所示材料:
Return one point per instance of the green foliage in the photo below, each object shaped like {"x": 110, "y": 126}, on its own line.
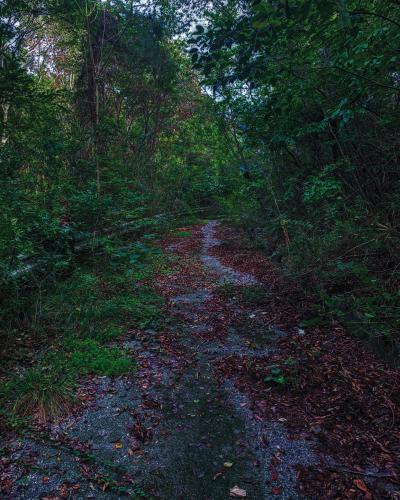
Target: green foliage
{"x": 311, "y": 93}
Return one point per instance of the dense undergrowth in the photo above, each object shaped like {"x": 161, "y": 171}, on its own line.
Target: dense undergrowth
{"x": 69, "y": 330}
{"x": 311, "y": 92}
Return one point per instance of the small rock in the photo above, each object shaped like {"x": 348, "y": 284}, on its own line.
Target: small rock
{"x": 237, "y": 492}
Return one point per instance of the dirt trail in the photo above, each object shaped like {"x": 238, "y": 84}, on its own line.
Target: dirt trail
{"x": 172, "y": 430}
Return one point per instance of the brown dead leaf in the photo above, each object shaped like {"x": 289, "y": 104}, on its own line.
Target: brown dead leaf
{"x": 362, "y": 487}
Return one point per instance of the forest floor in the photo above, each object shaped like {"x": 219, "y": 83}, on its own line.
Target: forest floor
{"x": 230, "y": 399}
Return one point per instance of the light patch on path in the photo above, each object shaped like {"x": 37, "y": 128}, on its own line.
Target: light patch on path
{"x": 197, "y": 424}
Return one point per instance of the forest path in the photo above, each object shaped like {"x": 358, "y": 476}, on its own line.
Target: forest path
{"x": 175, "y": 429}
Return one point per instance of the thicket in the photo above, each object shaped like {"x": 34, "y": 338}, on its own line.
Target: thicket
{"x": 311, "y": 92}
{"x": 103, "y": 130}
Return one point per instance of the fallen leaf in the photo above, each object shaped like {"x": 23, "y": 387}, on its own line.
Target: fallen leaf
{"x": 362, "y": 487}
{"x": 238, "y": 492}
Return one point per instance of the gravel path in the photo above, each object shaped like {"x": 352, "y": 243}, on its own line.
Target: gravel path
{"x": 171, "y": 430}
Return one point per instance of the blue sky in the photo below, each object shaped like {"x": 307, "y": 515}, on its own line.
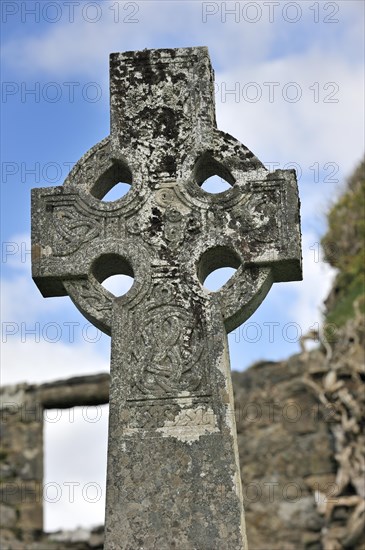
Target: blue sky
{"x": 297, "y": 72}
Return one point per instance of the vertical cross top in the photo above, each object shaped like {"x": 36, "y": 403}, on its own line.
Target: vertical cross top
{"x": 171, "y": 402}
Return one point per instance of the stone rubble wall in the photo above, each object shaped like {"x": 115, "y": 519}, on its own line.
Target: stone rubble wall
{"x": 300, "y": 442}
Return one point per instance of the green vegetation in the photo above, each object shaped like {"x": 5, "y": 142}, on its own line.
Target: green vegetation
{"x": 344, "y": 245}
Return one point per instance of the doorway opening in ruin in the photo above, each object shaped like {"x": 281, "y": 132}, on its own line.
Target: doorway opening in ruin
{"x": 75, "y": 458}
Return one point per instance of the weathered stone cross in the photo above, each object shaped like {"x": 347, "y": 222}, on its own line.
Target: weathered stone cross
{"x": 173, "y": 472}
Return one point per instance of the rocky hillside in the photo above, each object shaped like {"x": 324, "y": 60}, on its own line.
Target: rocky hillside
{"x": 343, "y": 245}
{"x": 301, "y": 422}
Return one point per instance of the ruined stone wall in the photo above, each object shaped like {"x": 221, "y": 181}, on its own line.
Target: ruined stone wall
{"x": 21, "y": 457}
{"x": 300, "y": 440}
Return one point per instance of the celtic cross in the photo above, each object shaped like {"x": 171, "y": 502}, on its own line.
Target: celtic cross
{"x": 173, "y": 476}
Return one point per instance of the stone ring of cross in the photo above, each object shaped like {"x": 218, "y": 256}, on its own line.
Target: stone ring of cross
{"x": 88, "y": 240}
{"x": 171, "y": 401}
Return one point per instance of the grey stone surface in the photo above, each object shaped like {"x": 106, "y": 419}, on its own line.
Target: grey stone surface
{"x": 173, "y": 472}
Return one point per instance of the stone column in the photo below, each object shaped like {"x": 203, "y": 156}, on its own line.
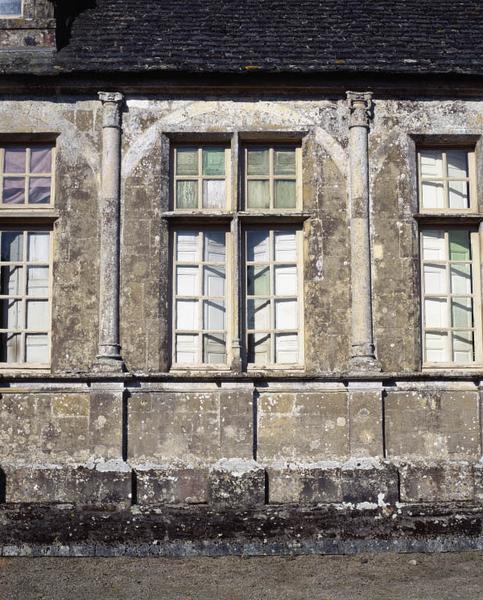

题目: 将上面材料中的“Target”一律替换成“Label”，其他内容不变，把全部材料重新写出来，答案中不要放入图片。

作答:
Return one point per instance of the green foliage in the photo below, each object shaped like {"x": 110, "y": 126}, on its own line.
Label: green foliage
{"x": 311, "y": 93}
Return one point per instance of the dense undergrowth in the photo above, each object shaped like {"x": 161, "y": 171}, on its own line.
Label: dense undergrowth
{"x": 69, "y": 330}
{"x": 311, "y": 92}
Return one point per instance of the small rock in the photo above, each object shaped like {"x": 348, "y": 284}, on its own line.
Label: small rock
{"x": 237, "y": 492}
Return one point per instance of the dirt trail in the photo above, each object shaped like {"x": 238, "y": 84}, on its own line.
Label: dirt trail
{"x": 172, "y": 430}
Return one point per instance of the brown dead leaf in the photo above, each object shaped like {"x": 289, "y": 104}, on its own line.
Label: brown dead leaf
{"x": 362, "y": 487}
Return one point per instance of the forest floor in the photo above, each object shaped like {"x": 219, "y": 83}, on its own line.
Label: forest floor
{"x": 230, "y": 399}
Return one point per instance of the light patch on path in the photo above, each object shaped like {"x": 37, "y": 128}, on its own line.
Label: light patch on path
{"x": 197, "y": 424}
Return one point per instance of the forest path in the photo above, each object shaped like {"x": 358, "y": 476}, on its own line.
Label: forest path
{"x": 175, "y": 429}
Return one point per instance of the thicket in the photo above, each object shaped like {"x": 34, "y": 338}, on its own line.
Label: thicket
{"x": 311, "y": 92}
{"x": 103, "y": 130}
Return one point per instance of the fallen leaf in the photo above, each object shaped like {"x": 23, "y": 387}, on its own line.
Label: fallen leaf
{"x": 362, "y": 487}
{"x": 238, "y": 492}
Return one point per instance of the gravel path in the photo above, each object shaped like {"x": 352, "y": 243}, on its own line.
Label: gravel path
{"x": 171, "y": 430}
Return one point per instance of the blue sky in the photo below, each object shaped like {"x": 307, "y": 515}, on its own line.
Label: blue sky
{"x": 297, "y": 72}
Return one point per instance of the vertical cross top in the photo above, each object shaped like {"x": 36, "y": 403}, on its own line.
Label: vertical cross top
{"x": 171, "y": 402}
Return one point per instance of the stone rubble wall in the photo above, each object shaped like {"x": 115, "y": 519}, on its own line.
Label: stone rubble wall
{"x": 300, "y": 442}
Return one point per instance of the green vegetation in the photo above, each object shaped like {"x": 5, "y": 142}, on its own line.
Label: green vegetation
{"x": 344, "y": 245}
Return one point per instance of the doorway opening in ruin in the photo above, each object shaped like {"x": 281, "y": 132}, on its own line.
Label: doorway opening in ruin
{"x": 75, "y": 458}
Return one point per instance of the weathered stone cross in the photo above, each object shaped like {"x": 347, "y": 222}, on its own line.
Label: weathered stone cross
{"x": 173, "y": 472}
Return one point per instance of the rocky hillside in the photo above, each object shaped like {"x": 324, "y": 60}, on its own line.
Label: rocky hillside
{"x": 343, "y": 245}
{"x": 301, "y": 422}
Return one point per instance of the ruined stone wall in the photo above, each object shaped like {"x": 221, "y": 181}, on its own line.
Label: ruined stone wall
{"x": 21, "y": 457}
{"x": 300, "y": 440}
Return one point per instance of the celtic cross in the photo above, each object shaped like {"x": 171, "y": 502}, on its own line.
Label: celtic cross
{"x": 173, "y": 476}
Return one point per instance of the stone ring of cross in the photo above, each object shaped like {"x": 218, "y": 256}, on its own line.
Label: stone ring of cross
{"x": 88, "y": 240}
{"x": 171, "y": 401}
Return one point per instance of the grey stone surface in the photo above, each object shaped like {"x": 106, "y": 419}, on its own line.
Label: grey stone surface
{"x": 173, "y": 472}
Return one point per instance of the stone column in the photo below, each object shaped like {"x": 203, "y": 156}, on its own line.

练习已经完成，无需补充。